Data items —
....

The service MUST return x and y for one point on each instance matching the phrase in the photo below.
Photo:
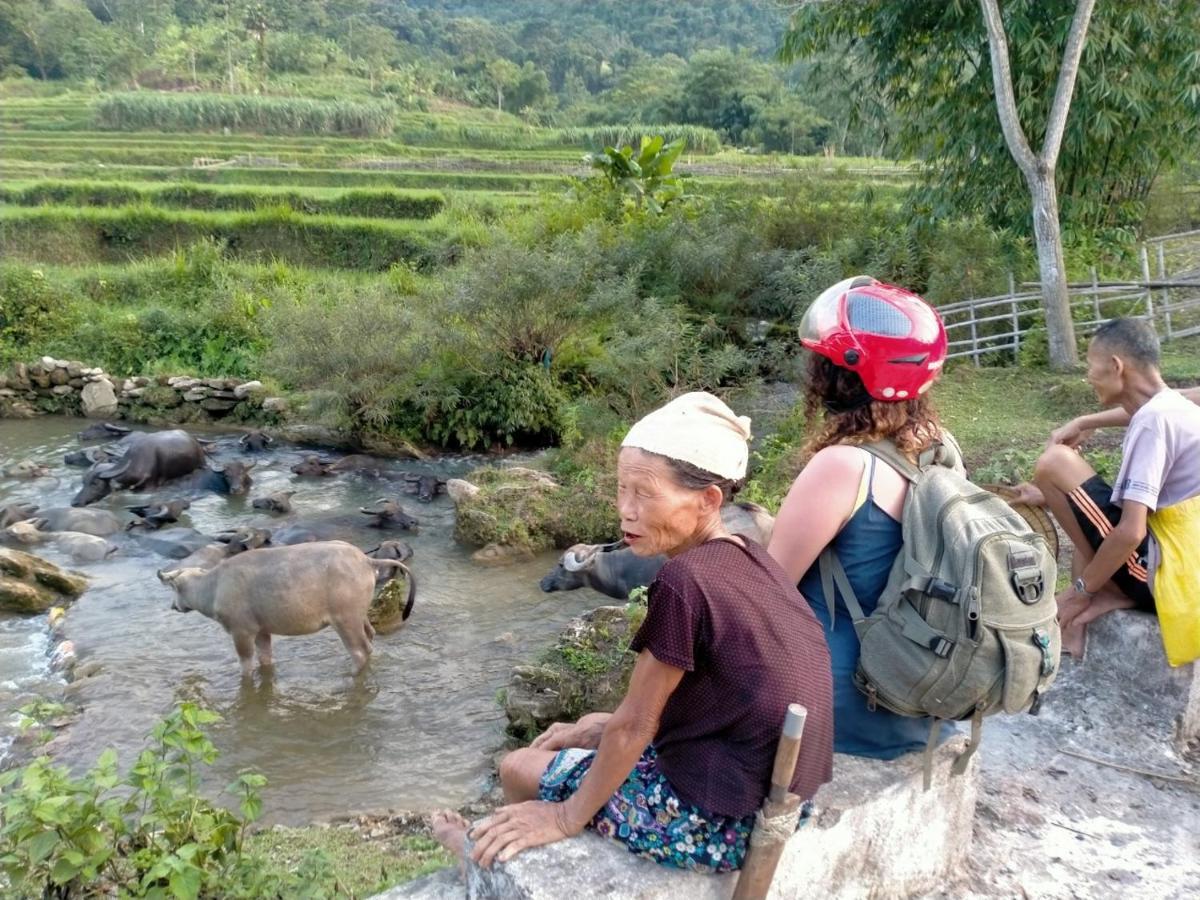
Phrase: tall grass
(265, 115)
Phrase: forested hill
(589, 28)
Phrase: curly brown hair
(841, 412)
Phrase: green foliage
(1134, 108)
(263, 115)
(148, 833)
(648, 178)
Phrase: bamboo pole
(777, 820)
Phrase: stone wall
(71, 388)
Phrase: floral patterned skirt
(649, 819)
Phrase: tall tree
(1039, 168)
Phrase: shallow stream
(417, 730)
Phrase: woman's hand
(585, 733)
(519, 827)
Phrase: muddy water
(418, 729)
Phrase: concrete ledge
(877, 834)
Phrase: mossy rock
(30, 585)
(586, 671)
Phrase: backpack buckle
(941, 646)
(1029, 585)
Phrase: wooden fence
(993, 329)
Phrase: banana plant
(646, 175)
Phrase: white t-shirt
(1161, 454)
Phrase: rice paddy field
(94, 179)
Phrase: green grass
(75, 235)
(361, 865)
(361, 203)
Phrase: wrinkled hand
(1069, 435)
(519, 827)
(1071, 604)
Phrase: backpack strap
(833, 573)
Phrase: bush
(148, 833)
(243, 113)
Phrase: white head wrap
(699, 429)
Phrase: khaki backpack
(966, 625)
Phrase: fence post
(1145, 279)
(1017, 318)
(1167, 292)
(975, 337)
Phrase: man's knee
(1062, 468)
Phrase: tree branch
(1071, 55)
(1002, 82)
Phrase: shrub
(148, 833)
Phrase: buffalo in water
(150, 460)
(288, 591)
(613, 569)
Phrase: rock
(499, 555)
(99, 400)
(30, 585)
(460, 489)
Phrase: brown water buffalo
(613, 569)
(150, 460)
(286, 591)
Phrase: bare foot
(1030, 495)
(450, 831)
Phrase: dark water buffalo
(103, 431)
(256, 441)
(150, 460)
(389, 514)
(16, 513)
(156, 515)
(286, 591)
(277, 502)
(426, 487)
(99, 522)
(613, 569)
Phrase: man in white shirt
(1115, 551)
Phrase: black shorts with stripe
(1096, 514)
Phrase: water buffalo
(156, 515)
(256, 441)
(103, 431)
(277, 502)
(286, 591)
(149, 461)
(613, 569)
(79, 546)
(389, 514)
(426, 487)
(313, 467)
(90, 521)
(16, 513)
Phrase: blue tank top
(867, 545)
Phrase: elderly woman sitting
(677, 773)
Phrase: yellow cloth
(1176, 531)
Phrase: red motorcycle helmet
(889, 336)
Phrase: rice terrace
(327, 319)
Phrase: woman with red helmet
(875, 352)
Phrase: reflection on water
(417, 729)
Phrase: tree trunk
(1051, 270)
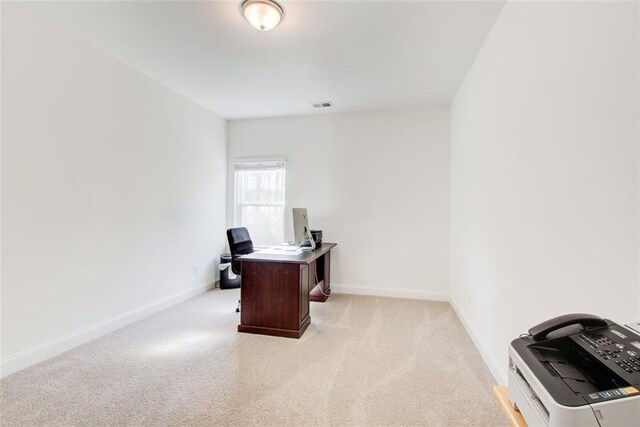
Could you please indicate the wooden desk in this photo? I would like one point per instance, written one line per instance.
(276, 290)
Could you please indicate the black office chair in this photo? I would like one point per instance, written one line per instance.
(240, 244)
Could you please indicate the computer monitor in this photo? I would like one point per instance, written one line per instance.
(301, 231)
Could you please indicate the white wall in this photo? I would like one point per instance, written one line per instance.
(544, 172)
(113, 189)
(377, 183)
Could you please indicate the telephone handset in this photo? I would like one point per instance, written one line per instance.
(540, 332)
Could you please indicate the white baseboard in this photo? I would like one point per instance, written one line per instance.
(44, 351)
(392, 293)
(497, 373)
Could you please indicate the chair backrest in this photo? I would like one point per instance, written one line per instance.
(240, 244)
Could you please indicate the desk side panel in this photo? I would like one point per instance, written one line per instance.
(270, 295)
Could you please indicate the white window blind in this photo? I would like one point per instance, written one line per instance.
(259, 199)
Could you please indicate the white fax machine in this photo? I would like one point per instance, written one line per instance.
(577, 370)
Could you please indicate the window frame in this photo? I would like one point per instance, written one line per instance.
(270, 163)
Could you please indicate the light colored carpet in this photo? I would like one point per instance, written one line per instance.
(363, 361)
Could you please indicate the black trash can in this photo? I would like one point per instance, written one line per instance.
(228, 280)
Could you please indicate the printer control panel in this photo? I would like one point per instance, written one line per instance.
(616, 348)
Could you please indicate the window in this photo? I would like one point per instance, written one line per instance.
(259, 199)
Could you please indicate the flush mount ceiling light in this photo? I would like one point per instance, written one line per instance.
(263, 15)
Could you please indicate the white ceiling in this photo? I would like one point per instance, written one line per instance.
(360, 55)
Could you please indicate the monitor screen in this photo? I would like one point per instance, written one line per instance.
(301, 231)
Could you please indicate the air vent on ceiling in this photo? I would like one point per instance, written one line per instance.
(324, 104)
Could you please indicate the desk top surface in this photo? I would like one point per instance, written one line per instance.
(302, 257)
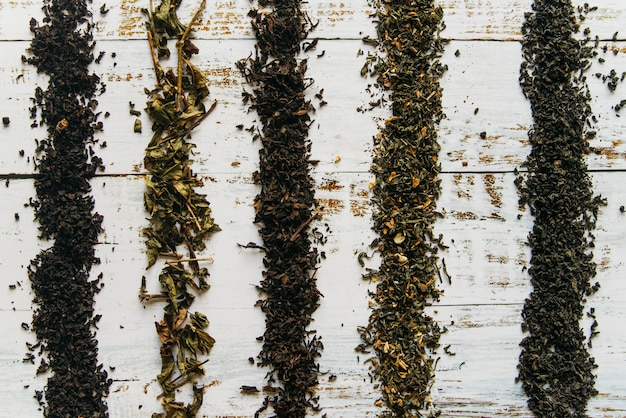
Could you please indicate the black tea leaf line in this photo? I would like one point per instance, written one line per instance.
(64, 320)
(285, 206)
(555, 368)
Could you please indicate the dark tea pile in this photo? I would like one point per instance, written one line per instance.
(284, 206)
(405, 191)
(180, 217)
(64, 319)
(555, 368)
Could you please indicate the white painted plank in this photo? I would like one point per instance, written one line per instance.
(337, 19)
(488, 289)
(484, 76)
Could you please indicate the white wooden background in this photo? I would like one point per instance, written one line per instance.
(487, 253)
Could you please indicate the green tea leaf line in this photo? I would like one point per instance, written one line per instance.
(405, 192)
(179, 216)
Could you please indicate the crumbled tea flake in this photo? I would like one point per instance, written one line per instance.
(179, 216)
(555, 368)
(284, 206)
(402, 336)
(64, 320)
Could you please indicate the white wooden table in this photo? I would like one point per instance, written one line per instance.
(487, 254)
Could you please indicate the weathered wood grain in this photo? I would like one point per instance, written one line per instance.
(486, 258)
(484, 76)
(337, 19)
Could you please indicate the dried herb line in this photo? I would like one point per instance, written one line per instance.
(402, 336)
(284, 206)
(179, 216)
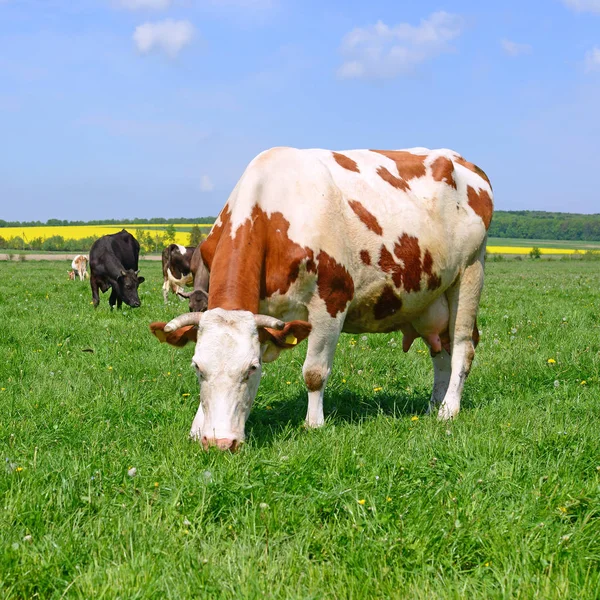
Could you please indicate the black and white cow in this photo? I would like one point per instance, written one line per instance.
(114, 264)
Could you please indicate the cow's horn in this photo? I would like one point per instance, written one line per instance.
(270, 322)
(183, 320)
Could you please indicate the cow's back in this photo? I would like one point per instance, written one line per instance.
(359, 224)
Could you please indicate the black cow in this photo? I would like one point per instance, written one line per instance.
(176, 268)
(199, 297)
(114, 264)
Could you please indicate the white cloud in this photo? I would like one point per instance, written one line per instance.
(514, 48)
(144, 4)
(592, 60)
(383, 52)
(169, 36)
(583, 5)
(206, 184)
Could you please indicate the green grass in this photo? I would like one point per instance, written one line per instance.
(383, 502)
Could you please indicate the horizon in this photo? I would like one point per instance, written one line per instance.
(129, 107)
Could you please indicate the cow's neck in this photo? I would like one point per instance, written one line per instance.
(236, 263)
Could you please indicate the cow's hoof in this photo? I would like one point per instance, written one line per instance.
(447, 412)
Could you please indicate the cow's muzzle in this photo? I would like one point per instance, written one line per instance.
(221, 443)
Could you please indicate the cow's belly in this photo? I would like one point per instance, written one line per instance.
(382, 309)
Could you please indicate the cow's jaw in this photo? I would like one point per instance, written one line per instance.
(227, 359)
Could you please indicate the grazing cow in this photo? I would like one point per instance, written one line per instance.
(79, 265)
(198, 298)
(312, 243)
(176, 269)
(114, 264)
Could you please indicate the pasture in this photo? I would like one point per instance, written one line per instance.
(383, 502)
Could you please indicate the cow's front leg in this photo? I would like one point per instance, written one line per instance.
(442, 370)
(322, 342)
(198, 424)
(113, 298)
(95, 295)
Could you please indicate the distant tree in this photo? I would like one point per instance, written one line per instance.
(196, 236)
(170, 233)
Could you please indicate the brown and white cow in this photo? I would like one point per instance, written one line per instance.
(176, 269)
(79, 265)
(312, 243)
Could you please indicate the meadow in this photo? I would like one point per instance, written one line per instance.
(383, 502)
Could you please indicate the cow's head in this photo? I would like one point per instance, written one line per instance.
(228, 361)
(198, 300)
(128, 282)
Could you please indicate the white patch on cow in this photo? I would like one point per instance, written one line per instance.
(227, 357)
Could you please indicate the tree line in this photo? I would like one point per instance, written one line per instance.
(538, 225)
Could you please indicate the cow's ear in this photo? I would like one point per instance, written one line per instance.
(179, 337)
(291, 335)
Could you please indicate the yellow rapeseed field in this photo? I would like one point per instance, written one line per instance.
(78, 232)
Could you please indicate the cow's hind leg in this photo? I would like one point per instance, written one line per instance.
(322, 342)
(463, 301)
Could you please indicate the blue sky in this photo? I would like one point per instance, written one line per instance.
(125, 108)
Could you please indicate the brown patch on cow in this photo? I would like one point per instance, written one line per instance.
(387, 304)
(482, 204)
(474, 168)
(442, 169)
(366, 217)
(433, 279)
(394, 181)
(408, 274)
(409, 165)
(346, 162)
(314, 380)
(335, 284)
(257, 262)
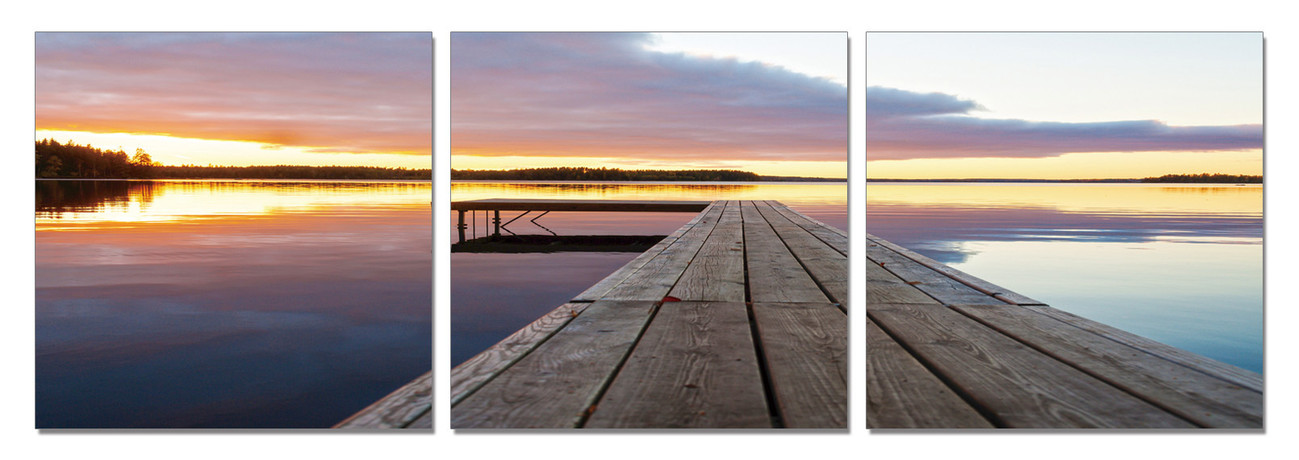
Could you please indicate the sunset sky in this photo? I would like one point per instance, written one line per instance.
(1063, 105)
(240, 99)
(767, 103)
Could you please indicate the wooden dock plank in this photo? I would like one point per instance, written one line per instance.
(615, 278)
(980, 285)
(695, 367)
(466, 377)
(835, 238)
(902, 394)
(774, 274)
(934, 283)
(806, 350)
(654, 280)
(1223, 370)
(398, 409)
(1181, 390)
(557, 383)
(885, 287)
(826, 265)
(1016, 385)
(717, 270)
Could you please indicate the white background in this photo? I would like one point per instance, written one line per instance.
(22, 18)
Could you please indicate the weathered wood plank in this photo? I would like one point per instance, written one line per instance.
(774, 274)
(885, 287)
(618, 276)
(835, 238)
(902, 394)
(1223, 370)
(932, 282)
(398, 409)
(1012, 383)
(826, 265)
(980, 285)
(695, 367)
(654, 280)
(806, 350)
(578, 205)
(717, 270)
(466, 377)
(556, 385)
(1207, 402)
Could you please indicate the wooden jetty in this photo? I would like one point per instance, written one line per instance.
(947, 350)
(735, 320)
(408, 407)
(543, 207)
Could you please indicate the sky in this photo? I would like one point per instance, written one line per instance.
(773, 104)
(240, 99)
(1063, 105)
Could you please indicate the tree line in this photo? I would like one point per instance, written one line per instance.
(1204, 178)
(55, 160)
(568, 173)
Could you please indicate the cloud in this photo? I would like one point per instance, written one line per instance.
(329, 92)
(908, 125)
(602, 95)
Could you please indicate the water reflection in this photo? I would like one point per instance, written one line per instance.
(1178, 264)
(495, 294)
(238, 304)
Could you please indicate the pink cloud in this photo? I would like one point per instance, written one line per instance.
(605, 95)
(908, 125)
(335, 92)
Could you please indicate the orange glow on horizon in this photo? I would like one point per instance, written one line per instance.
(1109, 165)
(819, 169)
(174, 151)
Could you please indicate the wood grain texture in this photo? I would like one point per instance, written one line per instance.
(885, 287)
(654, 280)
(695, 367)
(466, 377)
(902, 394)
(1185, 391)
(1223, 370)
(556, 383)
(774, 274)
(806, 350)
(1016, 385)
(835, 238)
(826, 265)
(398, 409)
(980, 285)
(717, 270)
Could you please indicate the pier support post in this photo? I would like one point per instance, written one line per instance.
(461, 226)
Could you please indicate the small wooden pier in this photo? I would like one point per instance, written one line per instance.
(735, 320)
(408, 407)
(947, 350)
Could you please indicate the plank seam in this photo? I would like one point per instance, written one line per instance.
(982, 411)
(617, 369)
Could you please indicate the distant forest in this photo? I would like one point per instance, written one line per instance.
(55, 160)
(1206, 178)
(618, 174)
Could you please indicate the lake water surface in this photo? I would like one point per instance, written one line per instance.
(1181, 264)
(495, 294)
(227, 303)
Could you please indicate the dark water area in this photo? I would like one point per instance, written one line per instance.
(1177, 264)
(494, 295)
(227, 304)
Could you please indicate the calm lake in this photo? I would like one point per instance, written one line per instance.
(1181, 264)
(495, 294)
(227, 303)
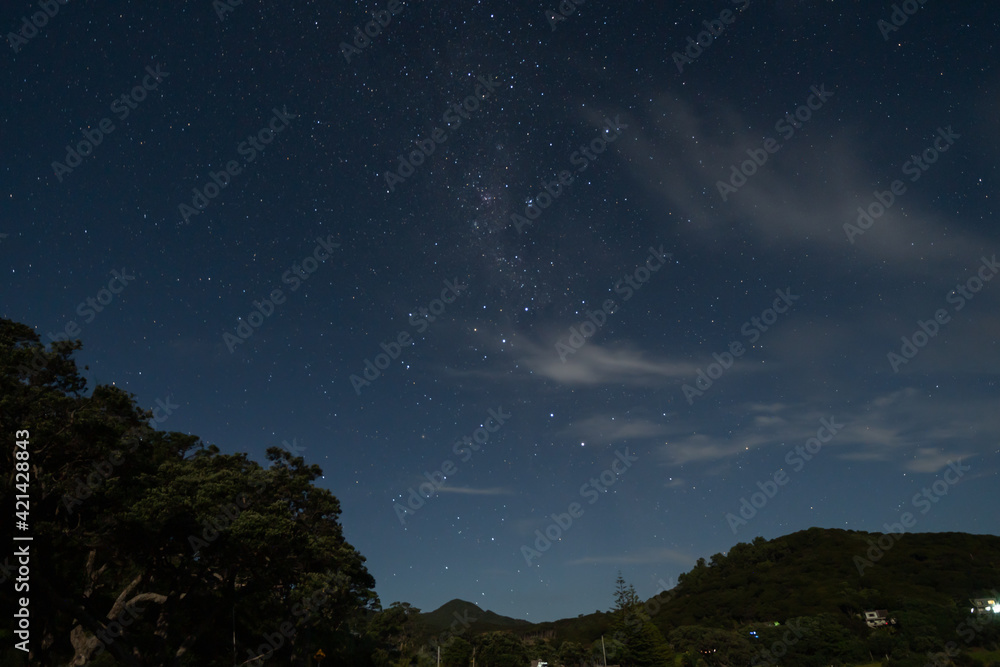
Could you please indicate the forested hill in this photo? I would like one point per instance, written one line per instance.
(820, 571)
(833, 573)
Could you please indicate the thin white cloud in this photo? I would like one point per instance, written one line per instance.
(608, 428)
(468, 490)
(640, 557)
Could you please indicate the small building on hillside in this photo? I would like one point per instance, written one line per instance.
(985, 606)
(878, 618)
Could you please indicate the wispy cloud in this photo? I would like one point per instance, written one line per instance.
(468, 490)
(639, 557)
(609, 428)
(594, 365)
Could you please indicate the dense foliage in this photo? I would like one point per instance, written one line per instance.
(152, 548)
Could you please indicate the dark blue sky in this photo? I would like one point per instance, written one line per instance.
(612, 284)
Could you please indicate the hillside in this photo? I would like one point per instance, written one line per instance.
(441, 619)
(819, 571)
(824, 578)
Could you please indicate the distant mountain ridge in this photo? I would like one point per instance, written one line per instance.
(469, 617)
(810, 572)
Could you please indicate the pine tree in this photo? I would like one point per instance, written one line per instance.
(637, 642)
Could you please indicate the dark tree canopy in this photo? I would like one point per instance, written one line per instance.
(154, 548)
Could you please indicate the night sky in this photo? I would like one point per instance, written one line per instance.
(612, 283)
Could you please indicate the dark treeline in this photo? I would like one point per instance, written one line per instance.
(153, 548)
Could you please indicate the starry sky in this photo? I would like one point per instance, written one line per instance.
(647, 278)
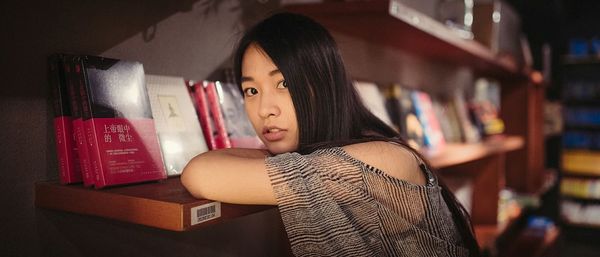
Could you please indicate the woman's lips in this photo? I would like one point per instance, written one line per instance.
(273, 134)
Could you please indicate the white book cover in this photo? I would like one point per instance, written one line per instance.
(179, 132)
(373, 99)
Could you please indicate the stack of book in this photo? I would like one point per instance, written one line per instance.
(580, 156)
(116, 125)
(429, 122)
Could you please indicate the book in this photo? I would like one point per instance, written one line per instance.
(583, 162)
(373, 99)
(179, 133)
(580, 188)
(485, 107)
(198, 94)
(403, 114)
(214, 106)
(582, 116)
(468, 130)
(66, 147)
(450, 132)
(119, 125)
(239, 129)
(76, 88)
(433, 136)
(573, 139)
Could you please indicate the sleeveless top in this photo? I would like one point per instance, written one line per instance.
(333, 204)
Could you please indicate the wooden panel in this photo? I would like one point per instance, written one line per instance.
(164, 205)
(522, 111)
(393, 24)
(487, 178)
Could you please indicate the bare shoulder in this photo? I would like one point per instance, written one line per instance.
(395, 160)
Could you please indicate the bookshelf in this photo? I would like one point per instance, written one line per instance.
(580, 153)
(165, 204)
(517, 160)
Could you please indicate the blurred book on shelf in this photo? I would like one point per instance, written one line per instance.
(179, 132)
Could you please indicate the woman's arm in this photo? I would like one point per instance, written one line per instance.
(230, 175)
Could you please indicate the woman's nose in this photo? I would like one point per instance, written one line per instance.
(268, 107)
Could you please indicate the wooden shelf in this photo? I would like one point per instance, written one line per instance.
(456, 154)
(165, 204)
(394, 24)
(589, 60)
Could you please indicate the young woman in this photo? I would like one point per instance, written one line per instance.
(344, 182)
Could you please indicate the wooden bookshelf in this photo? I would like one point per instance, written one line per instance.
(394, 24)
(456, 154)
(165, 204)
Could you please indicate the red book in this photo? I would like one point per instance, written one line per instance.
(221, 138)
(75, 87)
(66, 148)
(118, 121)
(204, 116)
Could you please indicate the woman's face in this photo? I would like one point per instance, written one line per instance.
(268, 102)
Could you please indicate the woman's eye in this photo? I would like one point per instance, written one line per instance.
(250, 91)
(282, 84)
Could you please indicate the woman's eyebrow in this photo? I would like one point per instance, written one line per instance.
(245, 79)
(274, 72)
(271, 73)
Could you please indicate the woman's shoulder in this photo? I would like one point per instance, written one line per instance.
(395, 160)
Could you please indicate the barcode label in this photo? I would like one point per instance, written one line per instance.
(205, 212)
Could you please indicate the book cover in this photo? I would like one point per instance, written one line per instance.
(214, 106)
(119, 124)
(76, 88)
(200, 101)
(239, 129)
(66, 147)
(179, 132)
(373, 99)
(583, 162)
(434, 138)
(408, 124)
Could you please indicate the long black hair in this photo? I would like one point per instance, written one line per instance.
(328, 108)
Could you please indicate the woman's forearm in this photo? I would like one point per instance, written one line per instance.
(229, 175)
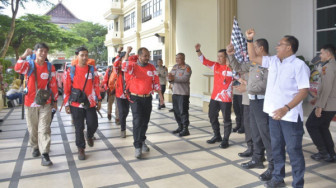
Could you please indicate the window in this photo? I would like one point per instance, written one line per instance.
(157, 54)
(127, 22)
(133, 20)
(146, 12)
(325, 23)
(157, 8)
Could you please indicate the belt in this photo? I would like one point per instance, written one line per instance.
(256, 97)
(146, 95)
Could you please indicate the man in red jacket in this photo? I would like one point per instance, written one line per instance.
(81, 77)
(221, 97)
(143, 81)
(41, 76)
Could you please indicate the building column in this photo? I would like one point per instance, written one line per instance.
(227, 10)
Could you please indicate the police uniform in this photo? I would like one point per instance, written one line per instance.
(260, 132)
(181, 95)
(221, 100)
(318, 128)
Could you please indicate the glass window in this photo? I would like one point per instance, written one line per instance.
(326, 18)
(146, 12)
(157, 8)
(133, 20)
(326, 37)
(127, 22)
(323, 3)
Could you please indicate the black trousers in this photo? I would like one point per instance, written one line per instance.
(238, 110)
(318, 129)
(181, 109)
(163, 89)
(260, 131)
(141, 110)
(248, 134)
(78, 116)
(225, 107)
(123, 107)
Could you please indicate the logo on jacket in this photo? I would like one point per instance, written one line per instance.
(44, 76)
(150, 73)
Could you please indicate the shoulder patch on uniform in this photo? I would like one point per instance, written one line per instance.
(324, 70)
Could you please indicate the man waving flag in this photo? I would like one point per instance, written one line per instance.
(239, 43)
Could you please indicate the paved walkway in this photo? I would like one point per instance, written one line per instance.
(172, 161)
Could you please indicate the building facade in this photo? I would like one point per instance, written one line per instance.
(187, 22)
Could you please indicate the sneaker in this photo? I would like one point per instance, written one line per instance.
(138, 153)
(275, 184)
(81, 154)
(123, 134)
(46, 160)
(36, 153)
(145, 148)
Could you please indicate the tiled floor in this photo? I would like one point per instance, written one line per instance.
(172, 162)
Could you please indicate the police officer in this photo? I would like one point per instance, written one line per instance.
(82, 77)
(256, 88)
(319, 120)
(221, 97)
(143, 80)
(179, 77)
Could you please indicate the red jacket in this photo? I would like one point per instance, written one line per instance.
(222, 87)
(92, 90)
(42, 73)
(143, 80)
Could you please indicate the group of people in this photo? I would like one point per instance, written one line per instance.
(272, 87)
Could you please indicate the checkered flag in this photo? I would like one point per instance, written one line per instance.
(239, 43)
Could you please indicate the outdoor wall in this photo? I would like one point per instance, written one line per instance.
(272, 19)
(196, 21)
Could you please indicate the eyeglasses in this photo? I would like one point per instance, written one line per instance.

....

Exercise task — Starting with the line that contains "Could you please indicate the red jacket", write out each line through the end of the listing, exactly as it appears, and include nothing else.

Correct answer —
Could you please indicate the red jacket in this photo? I would like one point per instance, written one line per instance.
(222, 87)
(92, 90)
(42, 73)
(143, 80)
Could you please indicate the group of people in this photo? I would like one point per instance, written one line per instance.
(272, 87)
Could you please indicate the checkered flag in this photo? I would like one point per instance, written one line per instance.
(239, 43)
Could you please indicate the outdoor wall in this photo? I would like one point per instance, written one line per instance.
(272, 19)
(196, 21)
Could you please indicate the eyeglasses in this photo? I would like one point per instance, written one line per instance.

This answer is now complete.